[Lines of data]
------------------------------------------------------------

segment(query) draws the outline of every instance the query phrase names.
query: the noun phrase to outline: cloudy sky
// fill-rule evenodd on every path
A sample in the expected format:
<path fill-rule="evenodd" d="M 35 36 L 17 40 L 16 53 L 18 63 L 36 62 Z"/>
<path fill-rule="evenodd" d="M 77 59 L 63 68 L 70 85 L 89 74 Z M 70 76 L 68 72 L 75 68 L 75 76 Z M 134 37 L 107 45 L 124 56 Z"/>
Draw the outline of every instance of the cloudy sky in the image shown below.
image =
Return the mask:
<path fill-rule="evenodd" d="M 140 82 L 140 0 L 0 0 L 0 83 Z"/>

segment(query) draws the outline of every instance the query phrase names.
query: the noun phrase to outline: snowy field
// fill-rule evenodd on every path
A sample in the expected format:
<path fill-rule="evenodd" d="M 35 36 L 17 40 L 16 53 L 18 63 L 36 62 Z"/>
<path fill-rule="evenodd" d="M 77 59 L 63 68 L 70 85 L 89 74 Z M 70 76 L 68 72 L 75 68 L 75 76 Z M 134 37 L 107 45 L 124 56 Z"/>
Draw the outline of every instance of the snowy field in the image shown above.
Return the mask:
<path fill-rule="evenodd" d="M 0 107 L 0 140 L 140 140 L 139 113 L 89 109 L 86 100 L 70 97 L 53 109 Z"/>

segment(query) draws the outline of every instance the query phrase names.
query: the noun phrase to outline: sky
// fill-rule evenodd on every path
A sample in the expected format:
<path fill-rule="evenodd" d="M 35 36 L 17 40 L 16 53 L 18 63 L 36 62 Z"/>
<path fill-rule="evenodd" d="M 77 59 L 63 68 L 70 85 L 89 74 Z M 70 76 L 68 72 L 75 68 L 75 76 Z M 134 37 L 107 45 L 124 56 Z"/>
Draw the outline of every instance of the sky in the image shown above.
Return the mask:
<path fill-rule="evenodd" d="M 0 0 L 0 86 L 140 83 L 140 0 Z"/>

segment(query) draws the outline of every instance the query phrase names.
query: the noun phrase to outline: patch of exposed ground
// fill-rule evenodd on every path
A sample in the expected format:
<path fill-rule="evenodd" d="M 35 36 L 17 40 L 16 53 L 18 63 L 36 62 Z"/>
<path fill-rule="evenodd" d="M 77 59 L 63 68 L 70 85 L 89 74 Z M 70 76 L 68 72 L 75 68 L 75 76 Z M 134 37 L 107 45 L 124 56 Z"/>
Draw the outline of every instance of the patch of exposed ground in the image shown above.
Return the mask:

------------------------------------------------------------

● INSTRUCTIONS TO FOLLOW
Make an exact copy of the listing, including every line.

● TASK OUTPUT
segment(query) draws the outline of every instance the query phrase names.
query: the noun phrase to outline: cloudy sky
// fill-rule evenodd on every path
A sample in the expected format:
<path fill-rule="evenodd" d="M 35 36 L 17 40 L 16 53 L 18 63 L 36 62 Z"/>
<path fill-rule="evenodd" d="M 77 59 L 63 68 L 70 85 L 89 74 Z M 70 76 L 68 72 L 75 68 L 75 76 Z M 134 37 L 107 45 L 124 56 Z"/>
Draw the outline of every instance of the cloudy sky in the image shown below.
image =
Return the mask:
<path fill-rule="evenodd" d="M 140 82 L 140 0 L 0 0 L 0 83 Z"/>

segment(query) draws the outline of every instance the query phrase names.
query: the noun phrase to outline: snowy field
// fill-rule evenodd on every path
A sample in the expected format:
<path fill-rule="evenodd" d="M 35 36 L 17 40 L 16 53 L 18 63 L 36 62 Z"/>
<path fill-rule="evenodd" d="M 77 59 L 63 68 L 70 85 L 89 74 Z M 70 76 L 68 72 L 75 68 L 75 76 Z M 134 37 L 107 45 L 124 56 Z"/>
Draw the outline of every instance of the snowy field in the image shown above.
Return the mask:
<path fill-rule="evenodd" d="M 0 107 L 0 140 L 140 140 L 139 113 L 89 109 L 86 100 L 70 97 L 53 109 Z"/>

segment(query) draws the outline of every instance the query phrase names.
query: the noun phrase to outline: sky
// fill-rule evenodd on every path
A sample in the expected format:
<path fill-rule="evenodd" d="M 35 36 L 17 40 L 16 53 L 18 63 L 36 62 Z"/>
<path fill-rule="evenodd" d="M 77 59 L 63 68 L 70 85 L 89 74 Z M 70 76 L 68 72 L 75 68 L 75 76 Z M 134 37 L 107 45 L 124 56 Z"/>
Draw the outline of every instance of the sky in the image shown above.
Return the mask:
<path fill-rule="evenodd" d="M 0 0 L 0 86 L 140 83 L 140 0 Z"/>

segment(query) draws the outline of every instance the query phrase names.
query: the noun phrase to outline: patch of exposed ground
// fill-rule evenodd on every path
A sample in the expected format:
<path fill-rule="evenodd" d="M 35 36 L 17 40 L 16 53 L 18 63 L 36 62 Z"/>
<path fill-rule="evenodd" d="M 77 59 L 63 68 L 70 85 L 89 74 Z M 70 76 L 68 72 L 75 68 L 75 76 Z M 134 37 L 107 45 L 124 56 Z"/>
Draw the outline of every instance of the patch of exposed ground in the image shown above.
Return the mask:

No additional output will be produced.